- [Text section]
====

At that point what we did was an engineering analysis of what can happen . So we saw that plants , when they are wet , when they are moist , they are not spreading the fire . They have to be dried by the flames . Then they ignite . But it's not like the whole facade ignites , it's parts of the facade that participates in fire in terms of the vegetation .

So we understood that if the plants are well maintained , moist , it's unlikely they're very dangerous in the case of a fire and they're probably the initial fire triggered . The initial fire present against the wall would be perhaps more dangerous than the fire of the wall itself . So if the plants are well maintained , that's okay .

If the plants are not maintained , which means they die off and they dry out , that's a whole different story , because now suddenly you have dry vegetation that is very well known to spread fire very

quickly .

But we thought , okay , but in this case we still have the layer of the water mist system in the compartment , so it should be capable of at least reducing the consequences of a fire of this vegetation very quickly , because if the fire is very big , the water mist will trigger instantaneously in the large part of the building and then perhaps take down the

radiation and heat and reduce the amount of smoke produced in that compartment very quickly In a way that the fire will not be immediately dangerous to the people . If the water mist fails and we have neglected plants , okay , that would perhaps be a quite bad outcome and we at that point had no idea what it will mean to the facade .

But we also considered that probably indicates a case of very bad negligence in the building , or at least for this particular tenant .

====

- [Records supplied]
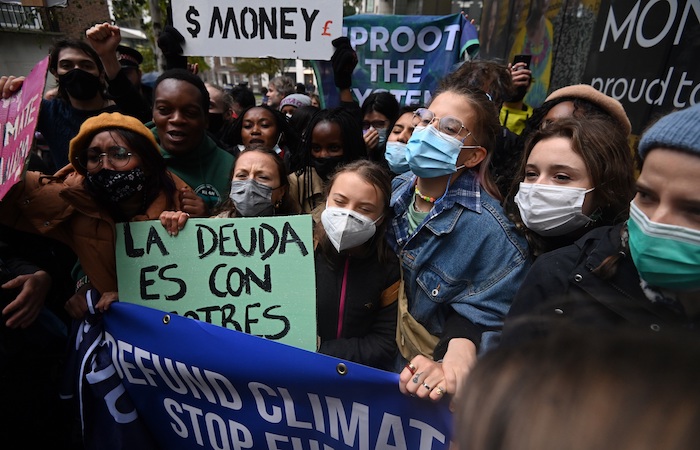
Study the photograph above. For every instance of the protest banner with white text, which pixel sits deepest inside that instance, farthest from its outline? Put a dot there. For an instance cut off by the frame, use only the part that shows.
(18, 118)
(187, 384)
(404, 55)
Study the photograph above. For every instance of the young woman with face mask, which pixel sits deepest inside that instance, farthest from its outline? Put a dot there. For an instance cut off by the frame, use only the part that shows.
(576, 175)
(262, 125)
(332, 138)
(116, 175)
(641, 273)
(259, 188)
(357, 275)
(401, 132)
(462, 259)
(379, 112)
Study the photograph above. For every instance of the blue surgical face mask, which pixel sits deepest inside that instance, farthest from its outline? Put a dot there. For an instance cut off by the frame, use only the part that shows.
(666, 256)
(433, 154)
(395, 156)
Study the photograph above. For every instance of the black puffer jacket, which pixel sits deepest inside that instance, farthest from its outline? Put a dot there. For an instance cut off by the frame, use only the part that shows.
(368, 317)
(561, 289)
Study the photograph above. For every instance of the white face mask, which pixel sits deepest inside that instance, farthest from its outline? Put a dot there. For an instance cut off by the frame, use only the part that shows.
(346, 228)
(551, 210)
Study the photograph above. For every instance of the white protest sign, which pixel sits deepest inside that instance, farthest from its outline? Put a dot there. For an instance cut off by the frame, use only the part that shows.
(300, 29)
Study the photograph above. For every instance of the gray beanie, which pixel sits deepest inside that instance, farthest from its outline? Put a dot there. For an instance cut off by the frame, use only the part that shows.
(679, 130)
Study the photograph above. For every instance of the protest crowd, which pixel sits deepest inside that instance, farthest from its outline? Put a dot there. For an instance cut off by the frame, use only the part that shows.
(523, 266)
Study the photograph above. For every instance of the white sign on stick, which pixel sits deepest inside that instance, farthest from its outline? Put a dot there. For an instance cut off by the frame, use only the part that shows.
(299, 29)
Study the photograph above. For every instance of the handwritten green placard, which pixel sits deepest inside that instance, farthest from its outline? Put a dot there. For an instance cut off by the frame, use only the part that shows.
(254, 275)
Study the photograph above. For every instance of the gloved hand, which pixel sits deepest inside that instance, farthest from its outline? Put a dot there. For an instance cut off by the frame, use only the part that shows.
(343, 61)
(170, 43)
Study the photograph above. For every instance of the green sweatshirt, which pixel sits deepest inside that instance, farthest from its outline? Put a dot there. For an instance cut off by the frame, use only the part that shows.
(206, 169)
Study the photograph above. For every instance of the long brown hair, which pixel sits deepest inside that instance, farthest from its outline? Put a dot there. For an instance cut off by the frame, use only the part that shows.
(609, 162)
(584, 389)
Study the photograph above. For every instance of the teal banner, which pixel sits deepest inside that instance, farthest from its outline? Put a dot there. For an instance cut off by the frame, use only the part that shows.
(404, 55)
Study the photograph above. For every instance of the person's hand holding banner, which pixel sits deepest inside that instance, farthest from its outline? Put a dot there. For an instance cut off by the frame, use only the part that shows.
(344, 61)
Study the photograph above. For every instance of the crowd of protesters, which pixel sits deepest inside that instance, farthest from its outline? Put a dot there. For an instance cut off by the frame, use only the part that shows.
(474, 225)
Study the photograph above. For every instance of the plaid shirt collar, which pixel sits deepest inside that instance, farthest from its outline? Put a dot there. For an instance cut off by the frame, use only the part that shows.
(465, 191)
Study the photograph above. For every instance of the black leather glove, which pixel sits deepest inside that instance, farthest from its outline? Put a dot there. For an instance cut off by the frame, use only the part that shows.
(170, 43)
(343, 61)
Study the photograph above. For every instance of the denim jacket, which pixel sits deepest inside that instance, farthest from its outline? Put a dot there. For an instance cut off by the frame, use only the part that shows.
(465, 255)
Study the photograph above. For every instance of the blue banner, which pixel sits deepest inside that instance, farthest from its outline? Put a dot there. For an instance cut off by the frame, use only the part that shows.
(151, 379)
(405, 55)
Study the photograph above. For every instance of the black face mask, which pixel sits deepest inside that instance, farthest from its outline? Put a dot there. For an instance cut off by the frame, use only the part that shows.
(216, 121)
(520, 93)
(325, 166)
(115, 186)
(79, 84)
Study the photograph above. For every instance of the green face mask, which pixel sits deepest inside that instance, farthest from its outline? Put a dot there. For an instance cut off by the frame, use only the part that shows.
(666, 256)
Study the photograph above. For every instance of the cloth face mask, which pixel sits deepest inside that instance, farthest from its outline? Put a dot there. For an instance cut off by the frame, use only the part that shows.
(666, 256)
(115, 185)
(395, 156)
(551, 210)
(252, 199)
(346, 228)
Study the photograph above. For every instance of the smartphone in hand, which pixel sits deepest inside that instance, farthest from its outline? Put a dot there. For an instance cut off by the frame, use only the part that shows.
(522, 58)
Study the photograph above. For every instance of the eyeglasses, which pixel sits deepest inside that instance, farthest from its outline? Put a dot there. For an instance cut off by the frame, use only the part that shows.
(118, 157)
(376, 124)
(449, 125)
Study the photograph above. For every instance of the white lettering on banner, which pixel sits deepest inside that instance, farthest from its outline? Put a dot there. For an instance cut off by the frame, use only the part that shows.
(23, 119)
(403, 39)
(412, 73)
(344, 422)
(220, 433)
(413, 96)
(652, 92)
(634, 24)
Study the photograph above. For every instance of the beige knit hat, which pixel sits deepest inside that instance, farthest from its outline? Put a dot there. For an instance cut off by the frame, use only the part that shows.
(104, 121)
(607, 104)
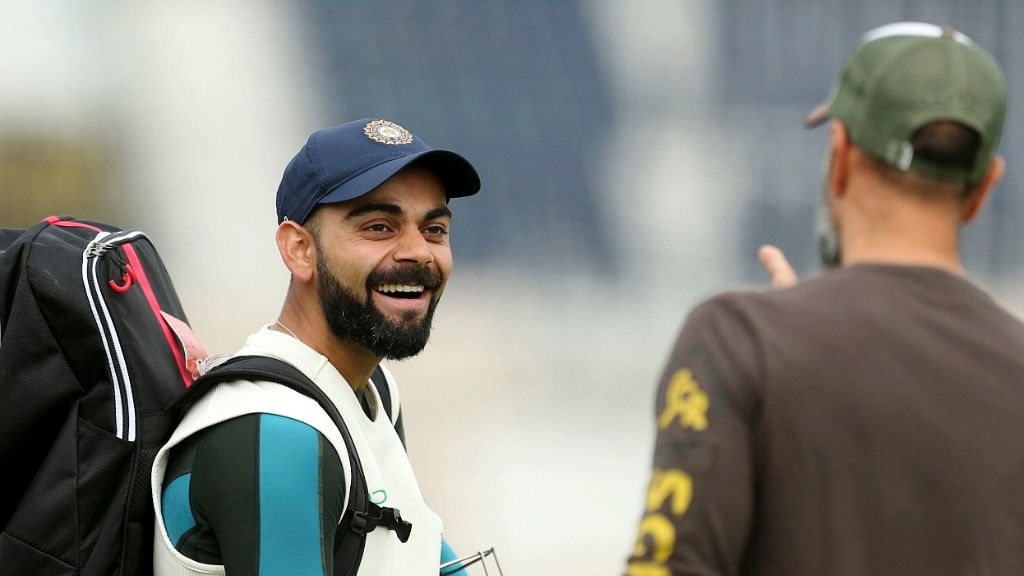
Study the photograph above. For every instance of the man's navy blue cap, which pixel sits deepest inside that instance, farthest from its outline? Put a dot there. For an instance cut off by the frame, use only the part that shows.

====

- [Task set]
(1) In the passage on facade vegetation and fire, what must happen to wet or moist plants before they ignite?
(2) Please copy out the records from the line holding "Study the photograph above. For every instance of the beige" through the end of the records, inclusive, and leave out the pictures.

- [Results]
(1) They have to be dried by the flames.

(2)
Study the photograph above. For every instance of the beige knit hat, which pixel sits deepest inside that instance, farthest from its outline? Put a dot there. For an instance cut off by the frame, use only the part that shows.
(104, 121)
(607, 104)
Study the photograph above. For every instance of the man's navy blue cap, which pixel sits deepest inside that instance, farthest from its outline? Put a dot there. For an instance cut off by the frame, use only the part that shows.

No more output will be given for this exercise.